▶ [Provided passage]
════════════════

<i18n dev> RFR 8177552: Compact Number Formatting support

naoto.sato at oracle.com naoto.sato at oracle.com
Tue Nov 27 15:25:19 UTC 2018


Hi Nishit,

On 11/26/18 11:11 PM, Nishit Jain wrote:
> Hi Naoto,
> 
> On 26-11-2018 21:01, naoto.sato at oracle.com wrote:
>> Hi Nishit,
>>
>> On 11/26/18 12:41 AM, Nishit Jain wrote:
>>> Hi Naoto,
>>>
>>> To add to my previous mail comment, the DecimalFormat spec also says 
>>> that
>>>
>>> /*"DecimalFormat can be instructed to format and parse scientific 
>>> notation only via a pattern; there is currently no factory method 
>>> that creates a scientific notation format. In a pattern, the exponent 
>>> character immediately followed by one or more digit characters 
>>> indicates scientific notation. "
>>>
>>> */That is, exponent formatting and parsing is instructed only via a 
>>> scientific notation pattern and I think should not be there with 
>>> *general number* formatting.

════════════════

▶ [Supplied data]
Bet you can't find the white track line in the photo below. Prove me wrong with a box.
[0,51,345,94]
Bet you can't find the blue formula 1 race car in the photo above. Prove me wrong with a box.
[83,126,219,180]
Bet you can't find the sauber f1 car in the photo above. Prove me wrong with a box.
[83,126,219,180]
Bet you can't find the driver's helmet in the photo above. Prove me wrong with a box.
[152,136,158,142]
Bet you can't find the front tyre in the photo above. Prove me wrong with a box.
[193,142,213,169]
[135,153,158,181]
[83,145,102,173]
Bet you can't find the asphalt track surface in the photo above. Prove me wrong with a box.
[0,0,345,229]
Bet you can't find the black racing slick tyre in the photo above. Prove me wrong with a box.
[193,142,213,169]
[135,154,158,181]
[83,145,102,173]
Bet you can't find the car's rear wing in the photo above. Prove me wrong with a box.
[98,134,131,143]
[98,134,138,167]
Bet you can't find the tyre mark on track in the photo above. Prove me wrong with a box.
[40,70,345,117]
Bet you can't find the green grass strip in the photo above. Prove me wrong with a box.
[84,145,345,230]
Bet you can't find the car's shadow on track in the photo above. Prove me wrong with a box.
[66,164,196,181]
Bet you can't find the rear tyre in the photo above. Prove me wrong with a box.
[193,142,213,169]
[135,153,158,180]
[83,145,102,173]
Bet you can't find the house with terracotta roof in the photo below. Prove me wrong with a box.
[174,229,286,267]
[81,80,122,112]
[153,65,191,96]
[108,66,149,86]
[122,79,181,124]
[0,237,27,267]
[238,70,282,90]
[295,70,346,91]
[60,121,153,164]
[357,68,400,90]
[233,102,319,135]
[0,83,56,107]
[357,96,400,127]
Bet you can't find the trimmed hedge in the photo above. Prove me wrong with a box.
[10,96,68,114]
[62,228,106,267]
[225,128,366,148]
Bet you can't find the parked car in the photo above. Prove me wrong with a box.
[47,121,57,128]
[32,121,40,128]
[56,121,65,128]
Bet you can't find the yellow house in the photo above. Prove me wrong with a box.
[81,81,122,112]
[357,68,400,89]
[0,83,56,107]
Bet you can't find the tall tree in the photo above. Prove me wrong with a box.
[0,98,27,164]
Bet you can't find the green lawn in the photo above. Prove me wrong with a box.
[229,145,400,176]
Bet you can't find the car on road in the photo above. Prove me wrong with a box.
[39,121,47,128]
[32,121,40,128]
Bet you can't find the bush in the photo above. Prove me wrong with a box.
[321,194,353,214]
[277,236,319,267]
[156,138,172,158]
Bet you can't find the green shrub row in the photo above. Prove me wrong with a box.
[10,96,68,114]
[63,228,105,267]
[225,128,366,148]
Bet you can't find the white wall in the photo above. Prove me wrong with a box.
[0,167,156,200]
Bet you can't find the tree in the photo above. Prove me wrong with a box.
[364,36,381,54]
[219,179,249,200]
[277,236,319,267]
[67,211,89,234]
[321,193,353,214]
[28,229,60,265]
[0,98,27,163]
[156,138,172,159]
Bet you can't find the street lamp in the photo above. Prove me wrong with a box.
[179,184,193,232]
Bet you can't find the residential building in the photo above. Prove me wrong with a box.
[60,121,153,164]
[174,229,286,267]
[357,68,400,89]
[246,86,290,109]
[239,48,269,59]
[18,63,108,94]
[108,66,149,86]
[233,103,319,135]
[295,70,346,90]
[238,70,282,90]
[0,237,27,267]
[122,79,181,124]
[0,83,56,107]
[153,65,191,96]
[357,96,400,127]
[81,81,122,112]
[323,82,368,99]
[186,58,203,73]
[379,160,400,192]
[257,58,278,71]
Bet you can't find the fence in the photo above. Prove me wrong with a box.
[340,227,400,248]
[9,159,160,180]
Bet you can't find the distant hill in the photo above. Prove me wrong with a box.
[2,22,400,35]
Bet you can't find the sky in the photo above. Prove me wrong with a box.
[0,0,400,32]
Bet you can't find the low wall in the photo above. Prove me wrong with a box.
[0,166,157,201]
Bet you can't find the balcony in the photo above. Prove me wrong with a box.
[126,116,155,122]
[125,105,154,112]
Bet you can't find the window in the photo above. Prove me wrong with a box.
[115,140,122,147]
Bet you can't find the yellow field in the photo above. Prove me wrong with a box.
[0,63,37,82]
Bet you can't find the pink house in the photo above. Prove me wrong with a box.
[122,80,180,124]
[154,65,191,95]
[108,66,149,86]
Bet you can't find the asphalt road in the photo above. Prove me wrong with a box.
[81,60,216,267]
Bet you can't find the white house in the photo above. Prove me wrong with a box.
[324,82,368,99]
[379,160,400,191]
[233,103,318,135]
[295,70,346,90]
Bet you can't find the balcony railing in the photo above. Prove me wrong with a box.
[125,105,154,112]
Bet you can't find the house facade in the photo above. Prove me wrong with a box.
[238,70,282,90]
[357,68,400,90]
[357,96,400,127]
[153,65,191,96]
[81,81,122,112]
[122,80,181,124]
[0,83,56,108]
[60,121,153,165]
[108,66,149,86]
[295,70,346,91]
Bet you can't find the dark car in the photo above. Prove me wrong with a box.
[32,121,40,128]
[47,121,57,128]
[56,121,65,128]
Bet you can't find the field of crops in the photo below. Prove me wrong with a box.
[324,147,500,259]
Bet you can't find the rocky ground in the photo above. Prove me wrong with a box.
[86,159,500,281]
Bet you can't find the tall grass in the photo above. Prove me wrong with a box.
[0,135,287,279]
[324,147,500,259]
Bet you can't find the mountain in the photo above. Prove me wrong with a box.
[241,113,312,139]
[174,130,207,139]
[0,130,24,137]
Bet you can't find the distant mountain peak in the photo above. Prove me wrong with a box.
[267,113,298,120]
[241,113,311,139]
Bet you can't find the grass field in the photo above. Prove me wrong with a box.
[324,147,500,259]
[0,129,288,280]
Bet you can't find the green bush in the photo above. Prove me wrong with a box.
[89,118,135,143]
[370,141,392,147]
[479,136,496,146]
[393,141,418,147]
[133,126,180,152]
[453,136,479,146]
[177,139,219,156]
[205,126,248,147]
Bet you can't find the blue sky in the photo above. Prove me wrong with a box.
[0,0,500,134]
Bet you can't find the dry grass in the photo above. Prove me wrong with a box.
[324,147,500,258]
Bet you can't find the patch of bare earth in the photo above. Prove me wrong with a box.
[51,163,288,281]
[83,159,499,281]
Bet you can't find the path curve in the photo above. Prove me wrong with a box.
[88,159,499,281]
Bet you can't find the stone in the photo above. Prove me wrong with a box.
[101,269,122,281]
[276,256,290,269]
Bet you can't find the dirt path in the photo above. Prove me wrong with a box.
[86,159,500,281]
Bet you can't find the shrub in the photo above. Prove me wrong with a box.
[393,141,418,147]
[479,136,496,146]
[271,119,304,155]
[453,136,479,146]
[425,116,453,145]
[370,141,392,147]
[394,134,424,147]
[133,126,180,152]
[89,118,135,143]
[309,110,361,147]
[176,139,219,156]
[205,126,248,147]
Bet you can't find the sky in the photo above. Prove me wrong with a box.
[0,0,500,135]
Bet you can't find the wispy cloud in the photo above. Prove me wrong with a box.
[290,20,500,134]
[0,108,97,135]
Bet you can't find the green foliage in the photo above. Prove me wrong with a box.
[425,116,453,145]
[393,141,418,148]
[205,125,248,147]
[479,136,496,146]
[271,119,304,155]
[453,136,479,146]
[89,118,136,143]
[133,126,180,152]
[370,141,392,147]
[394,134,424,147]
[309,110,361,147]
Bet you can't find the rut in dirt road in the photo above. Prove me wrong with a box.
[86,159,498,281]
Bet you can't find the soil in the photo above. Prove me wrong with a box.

════════════════

▶ [The tasks]
1/ According to the compact number formatting thread, what is the only way DecimalFormat can be instructed to format and parse scientific notation?
2/ Resume the compact number formatting thread, starting after its final sentence.

▶ [Responses per task]
1/ Only via a pattern, because there is currently no factory method that creates a scientific notation format.

2/
>>
>> I am not sure the quoted sentence should be interpreted that way. My 
>> understanding is that the section means there is no public 
>> NumberFormat.getScientificInstance() method (cf. line 601 at 
>> NumberFormat.java), so that users will have to use 'E' in their 
>> pattern string.
>>
>> Anyway, my point is that if you prefer to treat the scientific 
>> notation differently between DecimalFormat and CompactDecimalFormat, 
>> then it will need to be clarified in the spec. Personally I agree that 
>> it is not practical to interpret E in the CNF.
> OK. If it is better to specify the parsing behavior w.r.t. the 
> exponential numbers, I have added a statement in the parse() API.
> 
> */"CompactNumberFormat parse does not allow parsing exponential number 
> strings. For example, parsing a string "1.05E4K" in US locale breaks at 
> character 'E' and returns 1.05."/*

That's better. I'd replace "exponential number strings" with "scientific 
notations." You may want to check the final wording with English natives.

> 
> Updated the webrev
> http://cr.openjdk.java.net/~nishjain/8177552/webrevs/webrev.03/
> 
> Will also update the CSR and refinalize it.

Thanks.

Naoto

> 
> Regards,
> Nishit Jain
>>
>> Naoto
>>
>>>
>>> Updated webrev based on the other comments
>>>
>>> http://cr.openjdk.java.net/~nishjain/8177552/webrevs/webrev.02/
>>>
>>>  > Some more comments (all in CompactNumberFormat.java)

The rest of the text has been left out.